REQUEST —
Only the lines from the one containing "Return one point for each instance of the small glass" to the end of the entries should be written out, each exactly as it stands, both ends included.

RAW DATA —
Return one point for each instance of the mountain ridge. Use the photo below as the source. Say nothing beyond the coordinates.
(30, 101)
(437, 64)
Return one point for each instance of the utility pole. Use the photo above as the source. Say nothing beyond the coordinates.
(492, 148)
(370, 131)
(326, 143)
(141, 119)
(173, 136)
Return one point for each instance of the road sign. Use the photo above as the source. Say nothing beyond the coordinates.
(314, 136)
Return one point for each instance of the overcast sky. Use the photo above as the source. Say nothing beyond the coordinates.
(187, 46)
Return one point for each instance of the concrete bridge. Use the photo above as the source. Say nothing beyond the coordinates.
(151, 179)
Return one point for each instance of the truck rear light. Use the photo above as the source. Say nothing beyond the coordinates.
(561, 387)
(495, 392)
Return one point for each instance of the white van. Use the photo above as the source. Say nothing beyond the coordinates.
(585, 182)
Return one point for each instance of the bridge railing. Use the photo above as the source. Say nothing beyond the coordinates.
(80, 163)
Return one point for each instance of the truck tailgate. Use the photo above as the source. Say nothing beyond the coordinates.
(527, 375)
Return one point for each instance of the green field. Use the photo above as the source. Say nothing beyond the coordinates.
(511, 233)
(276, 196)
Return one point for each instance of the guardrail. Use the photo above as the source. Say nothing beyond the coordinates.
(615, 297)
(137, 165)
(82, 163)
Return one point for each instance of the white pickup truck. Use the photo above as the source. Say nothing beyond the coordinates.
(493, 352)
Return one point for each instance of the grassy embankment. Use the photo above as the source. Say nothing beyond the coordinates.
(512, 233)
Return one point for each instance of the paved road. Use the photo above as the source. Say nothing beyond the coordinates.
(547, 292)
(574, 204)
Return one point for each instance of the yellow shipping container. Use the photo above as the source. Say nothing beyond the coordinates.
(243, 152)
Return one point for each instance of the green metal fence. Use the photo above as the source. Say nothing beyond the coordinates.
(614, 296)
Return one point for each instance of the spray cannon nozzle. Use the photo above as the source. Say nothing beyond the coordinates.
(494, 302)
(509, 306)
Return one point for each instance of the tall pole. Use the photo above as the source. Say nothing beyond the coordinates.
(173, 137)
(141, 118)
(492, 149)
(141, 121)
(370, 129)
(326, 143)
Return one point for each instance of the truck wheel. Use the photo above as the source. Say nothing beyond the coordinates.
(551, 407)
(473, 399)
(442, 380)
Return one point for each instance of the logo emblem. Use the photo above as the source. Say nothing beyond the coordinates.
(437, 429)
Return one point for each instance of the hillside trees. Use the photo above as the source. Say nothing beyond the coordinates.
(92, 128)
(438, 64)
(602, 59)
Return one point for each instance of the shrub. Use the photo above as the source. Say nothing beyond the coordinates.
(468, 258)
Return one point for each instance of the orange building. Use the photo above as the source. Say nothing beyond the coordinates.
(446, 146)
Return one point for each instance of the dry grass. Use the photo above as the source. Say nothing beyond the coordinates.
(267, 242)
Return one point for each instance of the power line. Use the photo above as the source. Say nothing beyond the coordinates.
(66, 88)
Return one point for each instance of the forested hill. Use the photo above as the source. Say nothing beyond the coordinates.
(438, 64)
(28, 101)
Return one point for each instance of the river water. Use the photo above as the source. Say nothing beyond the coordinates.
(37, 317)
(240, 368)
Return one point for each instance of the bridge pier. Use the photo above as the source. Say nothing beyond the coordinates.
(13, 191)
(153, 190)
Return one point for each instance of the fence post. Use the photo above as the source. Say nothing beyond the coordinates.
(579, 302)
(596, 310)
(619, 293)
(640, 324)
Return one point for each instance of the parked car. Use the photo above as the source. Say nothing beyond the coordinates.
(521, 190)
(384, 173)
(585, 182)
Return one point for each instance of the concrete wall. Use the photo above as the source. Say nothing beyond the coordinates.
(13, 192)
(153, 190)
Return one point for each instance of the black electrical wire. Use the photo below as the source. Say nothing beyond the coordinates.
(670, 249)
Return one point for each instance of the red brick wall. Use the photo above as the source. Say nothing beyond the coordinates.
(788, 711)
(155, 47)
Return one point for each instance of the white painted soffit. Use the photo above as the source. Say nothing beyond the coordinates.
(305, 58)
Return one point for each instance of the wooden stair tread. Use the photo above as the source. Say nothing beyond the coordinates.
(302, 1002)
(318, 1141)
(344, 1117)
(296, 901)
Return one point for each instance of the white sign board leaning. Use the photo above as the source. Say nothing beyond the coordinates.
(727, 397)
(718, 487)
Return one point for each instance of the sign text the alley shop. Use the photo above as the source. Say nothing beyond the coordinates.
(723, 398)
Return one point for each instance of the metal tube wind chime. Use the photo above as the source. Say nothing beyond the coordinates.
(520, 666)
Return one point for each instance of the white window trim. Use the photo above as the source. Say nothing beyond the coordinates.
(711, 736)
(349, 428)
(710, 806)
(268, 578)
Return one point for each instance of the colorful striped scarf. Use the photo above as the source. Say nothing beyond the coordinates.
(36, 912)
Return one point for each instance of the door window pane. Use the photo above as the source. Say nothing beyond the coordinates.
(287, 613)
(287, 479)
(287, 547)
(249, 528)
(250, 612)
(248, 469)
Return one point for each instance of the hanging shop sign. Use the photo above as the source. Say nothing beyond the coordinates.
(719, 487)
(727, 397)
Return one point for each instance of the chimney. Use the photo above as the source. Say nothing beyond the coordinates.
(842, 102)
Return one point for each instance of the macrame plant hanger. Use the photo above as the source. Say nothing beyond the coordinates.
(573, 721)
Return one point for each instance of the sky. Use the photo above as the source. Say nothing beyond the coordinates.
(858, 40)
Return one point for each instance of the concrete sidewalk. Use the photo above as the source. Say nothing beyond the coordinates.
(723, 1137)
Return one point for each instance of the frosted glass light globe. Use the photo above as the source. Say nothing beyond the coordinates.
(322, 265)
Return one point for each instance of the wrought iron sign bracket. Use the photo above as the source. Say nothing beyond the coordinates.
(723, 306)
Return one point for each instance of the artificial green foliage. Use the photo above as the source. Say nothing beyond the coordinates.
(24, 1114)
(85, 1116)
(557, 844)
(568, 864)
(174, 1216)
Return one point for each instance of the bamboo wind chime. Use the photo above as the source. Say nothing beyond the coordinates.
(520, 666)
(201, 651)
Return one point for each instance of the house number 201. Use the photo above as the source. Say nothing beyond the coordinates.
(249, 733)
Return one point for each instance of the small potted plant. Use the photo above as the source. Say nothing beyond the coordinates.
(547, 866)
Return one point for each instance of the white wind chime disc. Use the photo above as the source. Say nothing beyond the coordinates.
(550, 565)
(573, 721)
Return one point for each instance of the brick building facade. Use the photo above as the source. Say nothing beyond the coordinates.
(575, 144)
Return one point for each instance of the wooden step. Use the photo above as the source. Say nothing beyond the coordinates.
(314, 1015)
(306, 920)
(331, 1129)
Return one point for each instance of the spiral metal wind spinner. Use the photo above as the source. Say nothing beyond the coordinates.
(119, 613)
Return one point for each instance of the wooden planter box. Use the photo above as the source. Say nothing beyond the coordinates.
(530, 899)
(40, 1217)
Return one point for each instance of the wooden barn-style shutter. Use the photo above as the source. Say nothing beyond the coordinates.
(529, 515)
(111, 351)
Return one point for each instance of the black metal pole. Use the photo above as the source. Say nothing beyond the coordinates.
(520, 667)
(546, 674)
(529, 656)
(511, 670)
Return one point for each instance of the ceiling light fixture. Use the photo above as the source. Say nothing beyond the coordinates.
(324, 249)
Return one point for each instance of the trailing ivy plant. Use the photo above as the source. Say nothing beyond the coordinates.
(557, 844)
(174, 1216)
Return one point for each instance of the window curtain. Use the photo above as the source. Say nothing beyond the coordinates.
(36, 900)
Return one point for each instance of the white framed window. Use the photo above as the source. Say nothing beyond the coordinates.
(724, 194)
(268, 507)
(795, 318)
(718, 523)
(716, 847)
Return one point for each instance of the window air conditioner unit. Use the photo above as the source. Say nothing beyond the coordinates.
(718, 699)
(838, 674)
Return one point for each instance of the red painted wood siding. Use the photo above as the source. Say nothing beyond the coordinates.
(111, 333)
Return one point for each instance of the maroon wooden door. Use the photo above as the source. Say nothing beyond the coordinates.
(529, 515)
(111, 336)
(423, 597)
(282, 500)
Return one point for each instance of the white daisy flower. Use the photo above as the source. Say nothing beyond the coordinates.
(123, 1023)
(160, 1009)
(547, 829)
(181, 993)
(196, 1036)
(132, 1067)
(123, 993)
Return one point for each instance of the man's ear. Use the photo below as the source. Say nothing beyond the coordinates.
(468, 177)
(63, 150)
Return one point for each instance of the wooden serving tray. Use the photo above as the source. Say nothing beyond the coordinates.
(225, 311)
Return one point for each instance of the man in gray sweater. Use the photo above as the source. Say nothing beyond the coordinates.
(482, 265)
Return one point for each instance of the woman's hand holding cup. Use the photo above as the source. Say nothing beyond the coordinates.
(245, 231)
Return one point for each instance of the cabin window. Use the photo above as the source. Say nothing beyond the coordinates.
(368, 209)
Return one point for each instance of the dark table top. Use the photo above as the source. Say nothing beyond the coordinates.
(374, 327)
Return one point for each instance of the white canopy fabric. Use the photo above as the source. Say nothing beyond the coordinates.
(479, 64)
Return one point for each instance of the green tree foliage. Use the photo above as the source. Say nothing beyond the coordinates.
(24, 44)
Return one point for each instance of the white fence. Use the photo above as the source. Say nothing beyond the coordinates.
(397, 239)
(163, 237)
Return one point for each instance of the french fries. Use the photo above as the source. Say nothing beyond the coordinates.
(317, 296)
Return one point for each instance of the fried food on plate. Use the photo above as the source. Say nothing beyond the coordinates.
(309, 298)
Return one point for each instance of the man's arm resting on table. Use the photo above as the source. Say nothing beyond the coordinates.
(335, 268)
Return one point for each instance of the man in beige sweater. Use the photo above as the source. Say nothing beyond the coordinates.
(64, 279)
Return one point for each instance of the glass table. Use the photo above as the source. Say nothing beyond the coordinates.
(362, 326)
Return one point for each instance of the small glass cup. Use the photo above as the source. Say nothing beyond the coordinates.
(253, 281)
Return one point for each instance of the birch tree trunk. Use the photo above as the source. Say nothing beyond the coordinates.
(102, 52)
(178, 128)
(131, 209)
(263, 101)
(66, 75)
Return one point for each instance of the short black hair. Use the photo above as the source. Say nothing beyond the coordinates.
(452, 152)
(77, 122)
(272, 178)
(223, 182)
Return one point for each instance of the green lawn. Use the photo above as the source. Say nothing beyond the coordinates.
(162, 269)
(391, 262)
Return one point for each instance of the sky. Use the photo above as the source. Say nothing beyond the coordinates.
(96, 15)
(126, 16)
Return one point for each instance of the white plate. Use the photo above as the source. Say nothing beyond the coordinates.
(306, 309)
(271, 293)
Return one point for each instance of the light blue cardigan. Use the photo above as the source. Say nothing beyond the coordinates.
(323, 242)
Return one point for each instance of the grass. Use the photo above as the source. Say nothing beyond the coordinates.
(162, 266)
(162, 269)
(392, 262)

COMPLETE RESPONSE —
Return one point for each instance of the small glass cup. Use the photo above as the source. Say nothing beyond the coordinates.
(253, 281)
Return one point for each instance of the birch tree trunk. Use the photo above as the source. Say nothing beyond the coordinates.
(102, 52)
(178, 128)
(131, 209)
(263, 101)
(66, 75)
Return one point for each instance of the short black hair. Use the photo above as the source. Say nothing beyond the coordinates.
(452, 152)
(77, 122)
(272, 178)
(223, 182)
Return one point for each instance of the green lawn. Use the photo above as the source. Say nothing beyond the coordinates.
(162, 269)
(391, 262)
Return one point for each instance of the sky. Use the photo above as the source. Say nothing beyond the coordinates.
(96, 15)
(126, 16)
Return one point for each instance of the white plate. Use the photo above as the source. Say nothing beyond the coordinates.
(306, 309)
(271, 293)
Return one point for each instance of the light blue cardigan. Use the photo above as the source. Say nothing beyond the coordinates.
(323, 242)
Return one point for each instance of the grass. Use the photo above as the source. Say nothing beyond the coordinates.
(162, 266)
(162, 269)
(392, 262)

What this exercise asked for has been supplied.